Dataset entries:
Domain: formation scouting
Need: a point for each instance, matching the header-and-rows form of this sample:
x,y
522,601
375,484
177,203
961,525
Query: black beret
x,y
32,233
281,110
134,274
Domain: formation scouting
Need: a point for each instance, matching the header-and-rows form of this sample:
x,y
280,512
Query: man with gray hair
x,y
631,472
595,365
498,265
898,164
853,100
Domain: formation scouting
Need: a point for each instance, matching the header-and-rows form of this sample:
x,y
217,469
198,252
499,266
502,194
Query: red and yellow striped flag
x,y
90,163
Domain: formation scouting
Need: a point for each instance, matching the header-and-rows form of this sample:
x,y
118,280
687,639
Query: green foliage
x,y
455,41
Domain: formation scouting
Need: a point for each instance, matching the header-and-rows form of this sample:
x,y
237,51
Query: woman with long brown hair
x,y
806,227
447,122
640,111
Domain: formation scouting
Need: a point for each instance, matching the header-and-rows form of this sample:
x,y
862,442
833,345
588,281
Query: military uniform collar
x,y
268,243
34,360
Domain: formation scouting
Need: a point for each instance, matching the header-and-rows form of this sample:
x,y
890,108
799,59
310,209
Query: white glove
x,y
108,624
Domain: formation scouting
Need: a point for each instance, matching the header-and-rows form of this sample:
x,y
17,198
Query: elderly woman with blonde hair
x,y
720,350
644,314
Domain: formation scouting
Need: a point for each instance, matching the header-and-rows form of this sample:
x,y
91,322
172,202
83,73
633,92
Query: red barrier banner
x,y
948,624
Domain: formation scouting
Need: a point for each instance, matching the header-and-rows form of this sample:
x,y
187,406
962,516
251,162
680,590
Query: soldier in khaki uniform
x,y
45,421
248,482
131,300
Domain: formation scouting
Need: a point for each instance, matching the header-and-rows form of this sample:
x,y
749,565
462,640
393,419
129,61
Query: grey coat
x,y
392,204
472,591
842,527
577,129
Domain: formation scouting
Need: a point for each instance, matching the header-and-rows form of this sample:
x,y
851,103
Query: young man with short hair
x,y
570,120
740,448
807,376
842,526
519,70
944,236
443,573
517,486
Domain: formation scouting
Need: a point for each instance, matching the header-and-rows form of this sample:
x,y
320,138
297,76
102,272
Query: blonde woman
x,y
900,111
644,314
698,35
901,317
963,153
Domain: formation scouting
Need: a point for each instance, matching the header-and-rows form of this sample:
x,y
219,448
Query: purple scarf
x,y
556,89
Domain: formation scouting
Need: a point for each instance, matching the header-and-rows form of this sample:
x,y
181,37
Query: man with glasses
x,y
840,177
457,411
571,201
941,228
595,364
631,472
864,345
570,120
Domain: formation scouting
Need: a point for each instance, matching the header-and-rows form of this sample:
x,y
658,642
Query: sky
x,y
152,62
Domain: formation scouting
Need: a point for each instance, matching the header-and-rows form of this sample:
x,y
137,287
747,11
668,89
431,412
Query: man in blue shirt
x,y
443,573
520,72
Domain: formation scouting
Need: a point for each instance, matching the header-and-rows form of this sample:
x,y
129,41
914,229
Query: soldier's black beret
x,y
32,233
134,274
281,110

• [EXERCISE GOAL]: Every record must be retyped so that it matches the original exactly.

• [ANSWER TO THIS PROBLEM]:
Domain: formation scouting
Need: a point for each instance, matching the header-and-rows form of this sample:
x,y
522,601
375,484
177,203
961,525
Query: black beret
x,y
32,233
281,110
134,274
Domain: formation scouting
Need: a point for each instance, matching the header-and-rows form of this sample:
x,y
280,512
Query: man with gray hair
x,y
631,472
595,365
498,265
898,164
853,100
Domain: formation scouting
Need: a point for each instance, matching the header-and-rows form of this sample:
x,y
217,469
198,252
499,266
502,194
Query: red and yellow striped flag
x,y
90,163
Domain: formation scouting
Need: a point for each instance, matching the header-and-rows form of this sample:
x,y
118,280
687,639
Query: green foliage
x,y
455,41
Domain: formation scouting
Need: a point for each instance, matching the header-and-rows form of this sample:
x,y
237,51
Query: woman with long brown hair
x,y
806,227
447,122
640,111
Domain: formation scouting
Need: a point for each instance, matching the header-and-rows form of this sample:
x,y
862,442
833,345
588,281
Query: military uniform collar
x,y
268,243
34,360
Domain: formation scouting
Need: a point for each instance, matching the header-and-rows form of this sample:
x,y
890,108
799,59
310,209
Query: white glove
x,y
108,624
Domain: formation scouting
Need: a point for each instance, matching the header-and-rows form of this sample:
x,y
17,198
Query: elderly woman with blonde hair
x,y
720,350
644,314
Domain: formation scouting
Need: a point for each instance, matching the header-and-rows form of this sample:
x,y
91,322
172,202
83,73
633,92
Query: red barrier banner
x,y
948,624
Domain: formation scouting
Need: a point for each instance, matching the header-and-rows form of this sample:
x,y
187,406
962,516
251,162
680,590
Query: soldier in khaki uniform
x,y
45,421
248,482
131,300
Domain: formation scouting
Need: a point for each instance, matching the header-and-rows form of this sample:
x,y
749,565
462,640
393,419
129,61
Query: grey coat
x,y
392,204
472,591
842,527
577,129
Domain: formation scouting
Need: a point for each instance, matching the header-and-rows form of this sample:
x,y
851,103
Query: young man with short hair
x,y
570,120
740,448
807,376
842,526
519,70
944,236
443,573
517,486
Domain: formation scouting
Need: a point for each instance, matching the header-and-rows form of this sample:
x,y
320,138
297,76
102,272
Query: blonde woman
x,y
900,111
644,314
698,35
901,317
963,153
Domain: formation scouting
Need: a point for each instance, matching the header-and-rows form of this sample:
x,y
219,448
Query: purple scarf
x,y
556,89
Domain: formation scouting
Need: a point for each instance, matching the header-and-rows form of this sample:
x,y
181,37
Query: man with glasses
x,y
840,177
457,411
571,201
941,228
595,364
631,472
864,345
570,120
Domain: formation scouting
Need: a point for each instance, matching the header-and-rows form of this sample:
x,y
658,642
Query: sky
x,y
152,62
Domain: formation scouting
Need: a point for each instance, matching the header-and-rows form of this sample:
x,y
137,287
747,11
668,89
431,412
Query: man in blue shirt
x,y
443,573
520,72
Domain: formation scouting
Need: a point for each instance, matching the header-and-rows form of this sample:
x,y
129,41
914,229
Query: soldier's black beret
x,y
32,233
134,274
281,110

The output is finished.